== Extract to read ==
La Maison Bleue, working with our CIUSSS, awarded for ground-breaking work
Dr. Vania Jimenez and the team at La Maison Bleue have been showered with prizes and accolades over the past year, but they don’t intend to sit on their laurels as they head into 2022.
“I’m addicted to people’s stories, and since I like stories with happy endings, I know there’s more to do,” says Dr. Jimenez, a family doctor at the Village-Santé Family Medicine Group in our CIUSSS. “I’m not in the virtue business. I just like stories whose endings are better than they might otherwise be.”
The pathway to those happier endings passes through the innovative approach at La Maison Bleue, a place where vulnerable mothers and their babies can get the support of healthcare professionals in a convivial, homelike setting. Since opening the first Maison Bleue in Côte-des-Neiges in 2007, Dr. Jimenez and co-founder Amélie Sigouin, working hand in hand with CIUSSS West-Central Montreal, have helped ensure better outcomes for hundreds of families.
Stepping into La Maison Bleue in Côte-des-Neiges, you can see their philosophy at work. Young mothers carrying babies in their arms enter a homey setting where they can access a range of healthcare services under one roof. Downstairs, they can meet other mothers in a communal kitchen and have their children observed by a social worker in an adjacent play room. Upstairs, in the clinical offices, they can have a post-partum check-up with a nurse or physician.
The set-up is described as a “village”—a place where at-risk women who might not otherwise seek healthcare will feel comfortable. And in the case of La Maison Bleue’s sites in Côte-des-Neiges and Parc-Extension, that healthcare is provided by nurses, doctors, midwives, social workers and specialized educators from CIUSSS West-Central Montreal.
The set-up is described as a “village”—a place where at-risk women who might not otherwise seek healthcare will feel comfortable.
“I couldn’t have done anything without the CIUSSS,” says Dr. Jimenez, who continues to work at the CLSC Côte-des-Neiges and at the Jewish General Hospital. “They were there from the start.”
The group’s formula, which begins during pregnancy and follows children until age 5, has won wide acclaim. In the past year alone, La Maison Bleue received the Social Impact prize in the Health and Well-Being category from the magazine L’actualité, and the Hippocrates Grand Prize from The Patient magazine. Dr. Jimenez was also a finalist for the humanism prize from the Collège des médecins du Québec. In addition, she and Ms. Sigouin, her daughter, were also presented with medals as 2020 inductees into the Order of Montreal.
(Besides all this, Dr. Jimenez published a novel inspired by her life as a mother of seven who was born in Cairo to Armenian parents and put down roots in Quebec).
The idea for La Maison Bleue came to Dr. Jimenez when she was delivering babies at the JGH. “I felt that I lost track of what happened to the mothers after the delivery,” she recalls. She envisioned a service that offered support before and after delivery for women who were vulnerable—whether because they were recent immigrants, victims of conjugal violence, struggling with mental-health problems or for other reasons. The goal was to tackle social inequalities and offer all babies the best opportunities, regardless of their background.
===
Condense the paragraph beginning "The group's formula, which begins during pregnancy" from the La Maison Bleue article into a bulleted list, keeping all of its main facts.
== Extracted information ==
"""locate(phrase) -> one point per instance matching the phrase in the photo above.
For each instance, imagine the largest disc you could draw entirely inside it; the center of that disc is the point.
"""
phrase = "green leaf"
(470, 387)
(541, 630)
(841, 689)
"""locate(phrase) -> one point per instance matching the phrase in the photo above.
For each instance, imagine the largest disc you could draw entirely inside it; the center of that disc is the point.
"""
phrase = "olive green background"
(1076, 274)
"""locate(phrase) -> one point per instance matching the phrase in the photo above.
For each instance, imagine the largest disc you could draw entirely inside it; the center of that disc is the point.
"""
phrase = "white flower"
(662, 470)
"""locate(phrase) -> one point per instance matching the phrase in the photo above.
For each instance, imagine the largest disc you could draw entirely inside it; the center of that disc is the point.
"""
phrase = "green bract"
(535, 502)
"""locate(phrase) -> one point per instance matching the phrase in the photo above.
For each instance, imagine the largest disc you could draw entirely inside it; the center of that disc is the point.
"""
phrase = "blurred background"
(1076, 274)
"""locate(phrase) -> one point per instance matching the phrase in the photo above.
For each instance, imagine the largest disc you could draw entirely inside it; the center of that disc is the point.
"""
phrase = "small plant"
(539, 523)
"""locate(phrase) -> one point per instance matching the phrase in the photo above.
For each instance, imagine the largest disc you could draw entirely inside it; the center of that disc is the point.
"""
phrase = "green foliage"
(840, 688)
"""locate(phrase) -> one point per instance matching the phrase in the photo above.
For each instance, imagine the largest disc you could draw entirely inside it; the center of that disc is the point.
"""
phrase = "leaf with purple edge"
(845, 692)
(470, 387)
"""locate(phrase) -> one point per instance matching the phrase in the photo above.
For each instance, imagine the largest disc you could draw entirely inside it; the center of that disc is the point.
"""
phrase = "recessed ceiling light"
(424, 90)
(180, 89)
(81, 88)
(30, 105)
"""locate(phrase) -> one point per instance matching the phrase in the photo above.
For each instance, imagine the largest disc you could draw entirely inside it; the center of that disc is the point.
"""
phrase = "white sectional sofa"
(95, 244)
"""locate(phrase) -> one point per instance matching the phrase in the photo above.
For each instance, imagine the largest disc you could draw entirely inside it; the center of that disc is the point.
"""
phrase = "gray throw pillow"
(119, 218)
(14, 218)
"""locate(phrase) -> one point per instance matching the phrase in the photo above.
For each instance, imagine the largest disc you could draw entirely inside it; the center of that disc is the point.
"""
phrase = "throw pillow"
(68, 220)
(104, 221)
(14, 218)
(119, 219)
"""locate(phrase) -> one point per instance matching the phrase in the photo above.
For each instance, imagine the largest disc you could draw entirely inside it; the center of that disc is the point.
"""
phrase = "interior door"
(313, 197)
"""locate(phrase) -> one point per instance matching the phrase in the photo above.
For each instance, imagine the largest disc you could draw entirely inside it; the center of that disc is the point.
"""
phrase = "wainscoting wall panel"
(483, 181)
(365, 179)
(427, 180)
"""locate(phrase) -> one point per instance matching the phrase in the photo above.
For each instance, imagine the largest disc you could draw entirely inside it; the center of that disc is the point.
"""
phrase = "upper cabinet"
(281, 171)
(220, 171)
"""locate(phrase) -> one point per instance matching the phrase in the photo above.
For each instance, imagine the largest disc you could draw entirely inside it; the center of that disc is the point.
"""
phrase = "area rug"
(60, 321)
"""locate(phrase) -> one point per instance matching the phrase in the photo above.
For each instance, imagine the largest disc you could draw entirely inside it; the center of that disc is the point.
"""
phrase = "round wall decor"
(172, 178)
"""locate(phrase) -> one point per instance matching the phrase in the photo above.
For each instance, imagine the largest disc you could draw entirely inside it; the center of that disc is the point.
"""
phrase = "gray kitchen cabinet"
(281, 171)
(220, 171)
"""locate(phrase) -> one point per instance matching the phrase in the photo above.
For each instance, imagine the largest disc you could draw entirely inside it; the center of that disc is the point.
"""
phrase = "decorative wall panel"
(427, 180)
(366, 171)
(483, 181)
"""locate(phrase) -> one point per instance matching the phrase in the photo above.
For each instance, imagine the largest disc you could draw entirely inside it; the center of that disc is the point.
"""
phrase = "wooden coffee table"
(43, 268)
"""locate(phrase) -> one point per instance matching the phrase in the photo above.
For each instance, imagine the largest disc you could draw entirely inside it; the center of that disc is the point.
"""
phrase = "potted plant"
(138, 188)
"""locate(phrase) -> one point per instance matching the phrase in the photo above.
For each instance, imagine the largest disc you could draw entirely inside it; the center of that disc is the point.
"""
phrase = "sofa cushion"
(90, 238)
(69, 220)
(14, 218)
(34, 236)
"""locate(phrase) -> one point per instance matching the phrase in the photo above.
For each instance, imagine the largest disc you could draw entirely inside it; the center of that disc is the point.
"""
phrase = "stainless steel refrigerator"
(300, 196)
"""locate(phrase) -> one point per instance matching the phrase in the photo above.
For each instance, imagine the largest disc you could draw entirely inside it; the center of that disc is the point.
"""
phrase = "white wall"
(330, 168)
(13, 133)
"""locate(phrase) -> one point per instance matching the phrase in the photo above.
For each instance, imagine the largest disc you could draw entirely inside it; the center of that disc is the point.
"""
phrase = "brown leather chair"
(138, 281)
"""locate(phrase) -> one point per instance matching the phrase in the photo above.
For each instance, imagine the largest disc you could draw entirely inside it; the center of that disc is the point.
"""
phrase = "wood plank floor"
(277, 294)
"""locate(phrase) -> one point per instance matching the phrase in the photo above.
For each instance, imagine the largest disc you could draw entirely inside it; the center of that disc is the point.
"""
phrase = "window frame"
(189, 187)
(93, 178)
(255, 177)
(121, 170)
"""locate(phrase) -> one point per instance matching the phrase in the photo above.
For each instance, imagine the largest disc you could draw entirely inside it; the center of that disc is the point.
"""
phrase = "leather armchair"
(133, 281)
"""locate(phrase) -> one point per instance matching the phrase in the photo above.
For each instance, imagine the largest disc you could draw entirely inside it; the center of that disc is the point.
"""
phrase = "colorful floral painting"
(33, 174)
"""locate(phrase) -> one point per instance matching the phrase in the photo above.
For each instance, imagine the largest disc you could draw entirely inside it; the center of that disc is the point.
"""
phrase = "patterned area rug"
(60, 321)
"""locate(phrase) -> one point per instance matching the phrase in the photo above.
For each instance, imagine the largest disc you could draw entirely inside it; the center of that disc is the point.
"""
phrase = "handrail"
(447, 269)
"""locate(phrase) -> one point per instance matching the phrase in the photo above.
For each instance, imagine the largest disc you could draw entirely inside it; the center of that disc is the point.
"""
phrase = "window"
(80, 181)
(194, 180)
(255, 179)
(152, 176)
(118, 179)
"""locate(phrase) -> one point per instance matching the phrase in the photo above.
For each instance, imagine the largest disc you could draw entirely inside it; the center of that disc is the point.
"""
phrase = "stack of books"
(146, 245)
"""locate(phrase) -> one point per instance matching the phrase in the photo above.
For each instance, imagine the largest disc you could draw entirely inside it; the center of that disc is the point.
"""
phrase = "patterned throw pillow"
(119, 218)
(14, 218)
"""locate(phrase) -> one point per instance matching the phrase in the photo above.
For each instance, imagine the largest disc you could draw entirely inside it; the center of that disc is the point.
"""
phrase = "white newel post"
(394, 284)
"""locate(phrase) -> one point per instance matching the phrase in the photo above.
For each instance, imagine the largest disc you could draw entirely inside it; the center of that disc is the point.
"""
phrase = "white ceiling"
===
● Worked solution
- The group's formula starts during pregnancy, follows children until age 5, and has won wide acclaim.
- In the past year alone, La Maison Bleue received:
  - the Social Impact prize in the Health and Well-Being category from L'actualité magazine
  - the Hippocrates Grand Prize from The Patient magazine
- Dr. Jimenez was a finalist for the humanism prize from the Collège des médecins du Québec.
- Dr. Jimenez and Ms. Sigouin, her daughter, received medals as 2020 inductees into the Order of Montreal.